**SUPPLIED INFORMATION:**
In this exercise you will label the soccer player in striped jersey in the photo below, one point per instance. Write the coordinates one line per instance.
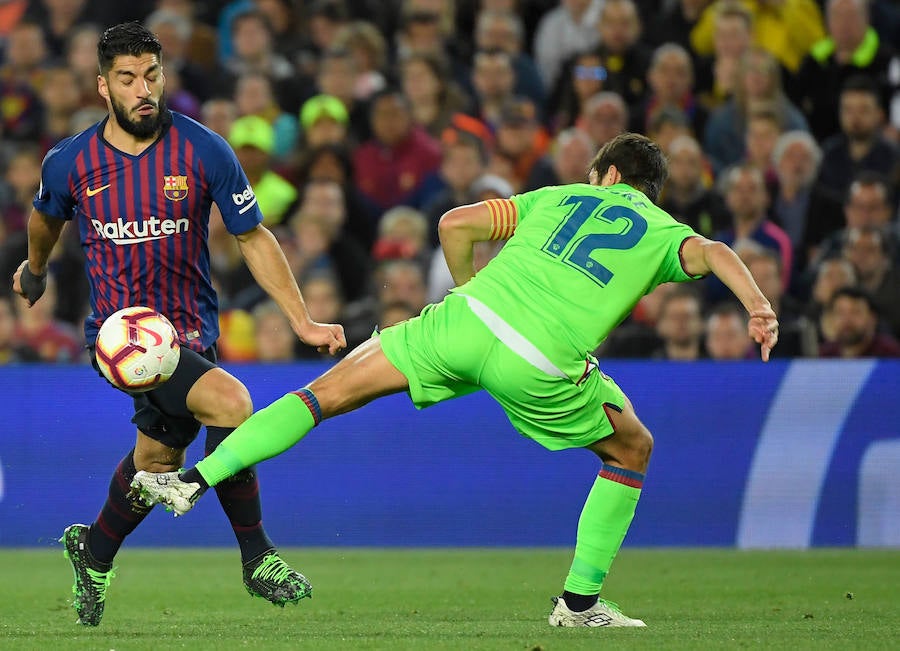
(139, 186)
(578, 259)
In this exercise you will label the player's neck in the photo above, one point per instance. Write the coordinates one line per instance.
(116, 136)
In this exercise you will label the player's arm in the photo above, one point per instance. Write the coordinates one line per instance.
(460, 228)
(269, 267)
(700, 256)
(30, 279)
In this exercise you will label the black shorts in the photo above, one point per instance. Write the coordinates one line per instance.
(162, 413)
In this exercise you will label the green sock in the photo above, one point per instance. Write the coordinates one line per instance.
(604, 521)
(265, 434)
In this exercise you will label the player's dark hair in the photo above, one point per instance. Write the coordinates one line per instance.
(639, 160)
(126, 39)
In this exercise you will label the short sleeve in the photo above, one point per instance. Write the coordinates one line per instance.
(54, 196)
(230, 189)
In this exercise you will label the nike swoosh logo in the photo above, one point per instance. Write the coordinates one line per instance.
(91, 192)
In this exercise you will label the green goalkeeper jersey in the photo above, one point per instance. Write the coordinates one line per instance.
(580, 259)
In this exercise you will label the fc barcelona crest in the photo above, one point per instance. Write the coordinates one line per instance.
(175, 187)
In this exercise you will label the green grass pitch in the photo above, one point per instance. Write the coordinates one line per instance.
(462, 599)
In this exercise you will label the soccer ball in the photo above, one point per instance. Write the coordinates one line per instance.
(137, 349)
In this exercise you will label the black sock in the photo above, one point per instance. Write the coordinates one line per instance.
(239, 497)
(120, 515)
(579, 602)
(193, 476)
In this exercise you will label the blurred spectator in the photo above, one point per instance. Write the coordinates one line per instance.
(801, 206)
(685, 195)
(253, 95)
(784, 28)
(401, 281)
(61, 98)
(732, 26)
(493, 80)
(796, 335)
(680, 326)
(332, 163)
(668, 124)
(219, 114)
(745, 197)
(58, 18)
(253, 141)
(434, 96)
(625, 57)
(727, 337)
(21, 180)
(758, 81)
(323, 205)
(21, 113)
(570, 156)
(440, 281)
(851, 47)
(275, 340)
(521, 139)
(337, 77)
(81, 58)
(670, 80)
(400, 156)
(860, 145)
(174, 31)
(41, 337)
(868, 204)
(853, 318)
(254, 51)
(463, 161)
(867, 250)
(369, 48)
(762, 132)
(393, 313)
(582, 78)
(562, 32)
(674, 22)
(324, 119)
(11, 350)
(831, 275)
(604, 117)
(504, 30)
(402, 235)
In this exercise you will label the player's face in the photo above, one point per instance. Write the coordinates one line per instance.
(135, 90)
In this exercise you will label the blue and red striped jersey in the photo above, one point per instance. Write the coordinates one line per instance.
(144, 220)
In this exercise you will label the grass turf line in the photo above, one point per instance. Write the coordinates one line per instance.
(461, 599)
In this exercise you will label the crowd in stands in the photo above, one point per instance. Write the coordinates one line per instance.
(360, 122)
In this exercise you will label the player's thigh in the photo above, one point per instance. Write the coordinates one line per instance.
(554, 411)
(363, 375)
(630, 444)
(440, 352)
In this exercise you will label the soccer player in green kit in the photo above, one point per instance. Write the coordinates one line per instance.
(578, 259)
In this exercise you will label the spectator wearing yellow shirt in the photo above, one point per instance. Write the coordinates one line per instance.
(253, 141)
(785, 28)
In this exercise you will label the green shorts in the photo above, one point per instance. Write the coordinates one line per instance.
(448, 351)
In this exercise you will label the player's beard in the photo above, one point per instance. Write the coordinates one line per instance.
(146, 126)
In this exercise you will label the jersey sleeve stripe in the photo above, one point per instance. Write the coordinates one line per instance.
(503, 218)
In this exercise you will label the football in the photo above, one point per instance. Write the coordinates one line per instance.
(137, 349)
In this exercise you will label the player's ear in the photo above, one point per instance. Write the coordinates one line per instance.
(102, 87)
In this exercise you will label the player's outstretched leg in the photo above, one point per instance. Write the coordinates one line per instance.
(91, 576)
(605, 519)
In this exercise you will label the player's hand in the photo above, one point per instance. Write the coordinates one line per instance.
(326, 337)
(763, 327)
(28, 285)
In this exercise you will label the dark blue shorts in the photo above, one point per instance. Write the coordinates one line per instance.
(162, 413)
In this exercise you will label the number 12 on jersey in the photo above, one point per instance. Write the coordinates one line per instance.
(577, 251)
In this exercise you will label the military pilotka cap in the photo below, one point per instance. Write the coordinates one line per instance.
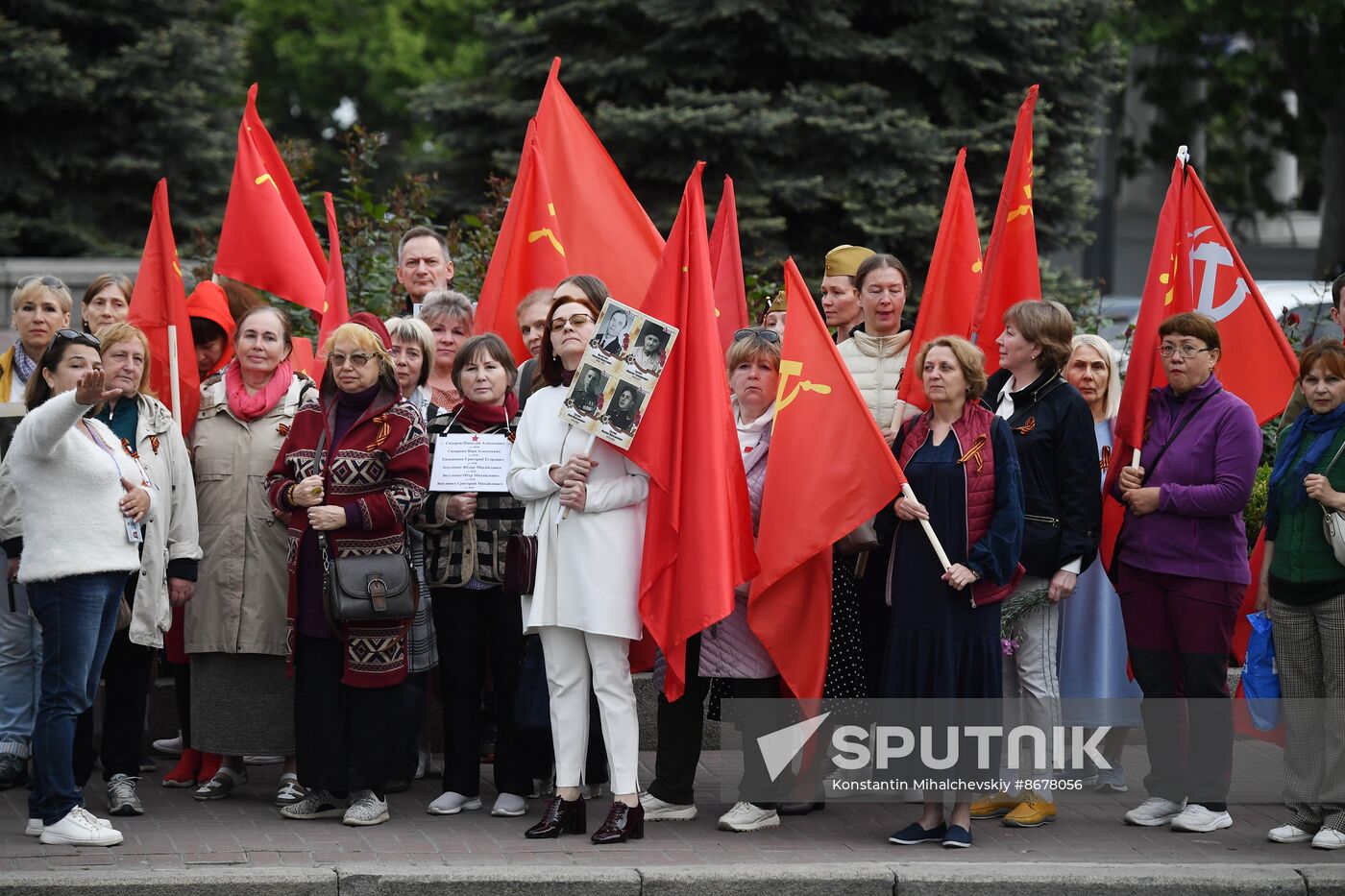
(844, 261)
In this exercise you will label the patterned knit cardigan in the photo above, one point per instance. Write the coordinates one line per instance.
(382, 467)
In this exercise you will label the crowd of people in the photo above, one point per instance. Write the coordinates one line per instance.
(305, 581)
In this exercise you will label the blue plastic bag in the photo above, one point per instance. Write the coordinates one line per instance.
(1260, 680)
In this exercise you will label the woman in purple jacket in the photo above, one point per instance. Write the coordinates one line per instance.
(1181, 572)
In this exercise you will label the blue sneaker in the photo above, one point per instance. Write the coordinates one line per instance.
(1112, 781)
(915, 835)
(958, 837)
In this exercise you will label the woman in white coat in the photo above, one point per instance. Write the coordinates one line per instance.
(585, 600)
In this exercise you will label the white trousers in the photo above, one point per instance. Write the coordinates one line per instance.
(574, 660)
(1032, 684)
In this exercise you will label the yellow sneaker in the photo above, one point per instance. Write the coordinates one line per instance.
(1032, 811)
(994, 806)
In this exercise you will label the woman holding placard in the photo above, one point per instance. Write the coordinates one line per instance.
(464, 563)
(584, 603)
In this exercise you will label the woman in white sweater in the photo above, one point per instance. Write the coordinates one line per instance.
(76, 486)
(585, 600)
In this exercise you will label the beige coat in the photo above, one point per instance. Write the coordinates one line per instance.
(242, 586)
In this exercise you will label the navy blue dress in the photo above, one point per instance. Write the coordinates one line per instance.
(939, 646)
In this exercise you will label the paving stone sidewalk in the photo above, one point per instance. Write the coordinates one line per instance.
(246, 831)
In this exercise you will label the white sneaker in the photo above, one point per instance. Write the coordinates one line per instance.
(80, 829)
(1288, 835)
(1329, 838)
(451, 802)
(170, 745)
(1199, 819)
(365, 811)
(656, 809)
(34, 828)
(508, 806)
(1154, 811)
(746, 817)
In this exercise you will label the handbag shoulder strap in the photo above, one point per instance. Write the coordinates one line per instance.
(1181, 424)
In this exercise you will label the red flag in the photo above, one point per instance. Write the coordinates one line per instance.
(807, 506)
(698, 527)
(528, 254)
(158, 303)
(268, 240)
(607, 231)
(954, 281)
(730, 295)
(1012, 269)
(335, 308)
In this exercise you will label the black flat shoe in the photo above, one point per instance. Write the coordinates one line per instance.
(560, 815)
(800, 809)
(623, 822)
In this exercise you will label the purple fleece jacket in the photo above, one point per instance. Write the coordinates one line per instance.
(1206, 480)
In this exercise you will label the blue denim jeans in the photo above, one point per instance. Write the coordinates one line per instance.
(20, 673)
(78, 617)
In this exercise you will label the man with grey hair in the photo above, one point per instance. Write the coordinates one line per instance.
(423, 264)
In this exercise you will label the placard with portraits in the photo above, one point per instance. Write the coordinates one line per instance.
(618, 373)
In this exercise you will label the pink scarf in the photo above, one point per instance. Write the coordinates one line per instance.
(249, 406)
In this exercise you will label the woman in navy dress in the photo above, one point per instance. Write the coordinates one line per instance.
(944, 635)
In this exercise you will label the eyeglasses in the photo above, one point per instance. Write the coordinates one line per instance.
(574, 321)
(1186, 351)
(47, 280)
(74, 335)
(356, 359)
(760, 332)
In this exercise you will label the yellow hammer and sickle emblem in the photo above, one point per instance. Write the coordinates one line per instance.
(794, 369)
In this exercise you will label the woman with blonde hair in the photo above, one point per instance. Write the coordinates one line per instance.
(1093, 680)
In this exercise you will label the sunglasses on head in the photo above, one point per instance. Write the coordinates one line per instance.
(760, 332)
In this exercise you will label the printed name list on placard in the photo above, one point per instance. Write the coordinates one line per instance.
(470, 463)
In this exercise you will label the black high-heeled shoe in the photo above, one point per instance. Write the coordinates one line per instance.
(623, 822)
(560, 815)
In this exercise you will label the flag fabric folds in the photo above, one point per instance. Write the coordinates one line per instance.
(530, 252)
(1012, 267)
(698, 527)
(954, 280)
(158, 303)
(268, 238)
(809, 505)
(605, 228)
(730, 295)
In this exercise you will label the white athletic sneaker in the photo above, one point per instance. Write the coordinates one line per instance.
(34, 828)
(1154, 811)
(1329, 838)
(451, 802)
(365, 809)
(656, 809)
(1288, 835)
(746, 817)
(80, 829)
(1199, 819)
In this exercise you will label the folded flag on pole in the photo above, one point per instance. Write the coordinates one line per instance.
(268, 238)
(159, 308)
(807, 506)
(698, 526)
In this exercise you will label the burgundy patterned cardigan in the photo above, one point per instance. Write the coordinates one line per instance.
(380, 467)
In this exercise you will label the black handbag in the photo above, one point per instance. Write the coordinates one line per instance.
(372, 588)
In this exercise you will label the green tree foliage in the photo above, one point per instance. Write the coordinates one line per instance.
(1224, 69)
(838, 120)
(100, 101)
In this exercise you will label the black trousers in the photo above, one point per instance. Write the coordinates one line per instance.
(681, 725)
(345, 738)
(479, 630)
(127, 678)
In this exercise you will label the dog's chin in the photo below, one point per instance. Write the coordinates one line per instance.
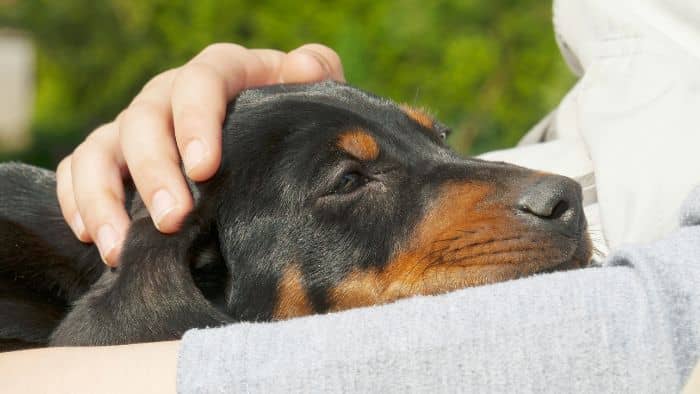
(580, 258)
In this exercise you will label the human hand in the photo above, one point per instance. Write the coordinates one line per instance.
(177, 115)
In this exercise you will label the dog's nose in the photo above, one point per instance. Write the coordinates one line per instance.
(555, 201)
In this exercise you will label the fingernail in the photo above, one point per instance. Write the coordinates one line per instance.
(162, 203)
(194, 154)
(78, 226)
(106, 240)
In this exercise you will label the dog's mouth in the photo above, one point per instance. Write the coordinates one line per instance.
(521, 258)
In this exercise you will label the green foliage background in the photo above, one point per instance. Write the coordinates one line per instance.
(488, 68)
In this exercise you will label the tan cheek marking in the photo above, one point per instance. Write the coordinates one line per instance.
(418, 115)
(406, 275)
(359, 144)
(292, 300)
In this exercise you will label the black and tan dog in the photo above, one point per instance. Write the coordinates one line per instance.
(327, 198)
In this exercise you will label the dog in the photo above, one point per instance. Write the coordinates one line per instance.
(327, 198)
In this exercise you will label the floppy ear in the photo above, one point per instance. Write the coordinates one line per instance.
(43, 267)
(153, 295)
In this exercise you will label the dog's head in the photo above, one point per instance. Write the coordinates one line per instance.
(329, 198)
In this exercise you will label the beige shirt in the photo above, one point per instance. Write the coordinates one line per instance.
(629, 129)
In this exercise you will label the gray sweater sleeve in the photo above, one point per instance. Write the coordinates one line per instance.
(630, 326)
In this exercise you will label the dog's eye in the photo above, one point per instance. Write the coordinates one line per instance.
(350, 182)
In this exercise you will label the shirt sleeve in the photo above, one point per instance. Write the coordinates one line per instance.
(630, 326)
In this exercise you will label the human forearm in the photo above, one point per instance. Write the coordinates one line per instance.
(140, 368)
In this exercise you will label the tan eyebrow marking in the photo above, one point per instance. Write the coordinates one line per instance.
(360, 144)
(419, 115)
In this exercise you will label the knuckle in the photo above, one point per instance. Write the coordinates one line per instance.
(160, 79)
(219, 48)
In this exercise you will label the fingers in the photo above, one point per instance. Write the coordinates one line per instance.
(177, 116)
(201, 92)
(205, 85)
(311, 62)
(66, 200)
(146, 140)
(97, 187)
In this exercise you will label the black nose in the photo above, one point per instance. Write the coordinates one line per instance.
(555, 201)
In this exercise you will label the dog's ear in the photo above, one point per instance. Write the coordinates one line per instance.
(43, 267)
(152, 295)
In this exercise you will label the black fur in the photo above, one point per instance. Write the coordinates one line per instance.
(272, 203)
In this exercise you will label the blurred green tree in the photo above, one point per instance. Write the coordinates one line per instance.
(488, 68)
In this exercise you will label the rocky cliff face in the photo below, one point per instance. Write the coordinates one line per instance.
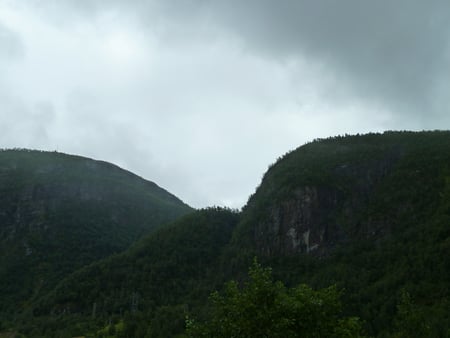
(317, 212)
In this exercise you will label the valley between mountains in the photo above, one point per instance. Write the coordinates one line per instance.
(347, 236)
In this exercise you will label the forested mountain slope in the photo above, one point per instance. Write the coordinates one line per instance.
(367, 213)
(60, 212)
(370, 213)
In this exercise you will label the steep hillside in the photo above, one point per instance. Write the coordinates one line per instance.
(60, 212)
(151, 286)
(367, 213)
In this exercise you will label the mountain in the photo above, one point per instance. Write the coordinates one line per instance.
(60, 212)
(151, 282)
(369, 214)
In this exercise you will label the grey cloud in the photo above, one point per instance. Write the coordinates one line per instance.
(11, 47)
(392, 52)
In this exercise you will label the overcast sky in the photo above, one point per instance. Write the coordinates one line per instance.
(200, 96)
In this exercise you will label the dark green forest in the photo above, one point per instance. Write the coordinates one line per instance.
(344, 237)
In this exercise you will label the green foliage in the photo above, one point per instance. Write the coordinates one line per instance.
(59, 213)
(410, 320)
(149, 285)
(383, 204)
(264, 308)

**WORK TO DO:**
Render the entries from the line that has "In this exercise you will label the mountain" through the end of the entries as a two-column CSV with the header instruction,points. Give one row per entry, with its text and its answer each in one quoted field and line breaks turned into spaces.

**WORKED SOLUTION:**
instruction,points
"In this exercise you will label the mountain in the photo above, one point per instance. Write the coordinates one line per instance.","(60, 212) (151, 282) (369, 214)"
"In this exercise you will label the grey cloud in the photo above, one point per instance. Write the coordinates one line per instance.","(11, 47) (392, 52)"
"In this exercise you will label the overcast sky in the photo above, one point per instance. Write the coordinates one line per instance.","(200, 96)"
"In this exercise you will label the dark green forest in the photo above, one point per instance. Write the coordinates one line per instance.","(344, 237)"
"In this exercise you will label the green foliage in the photo above, one point per instance. Write the coordinates one line per instance.","(59, 213) (410, 320) (149, 285) (383, 204) (264, 308)"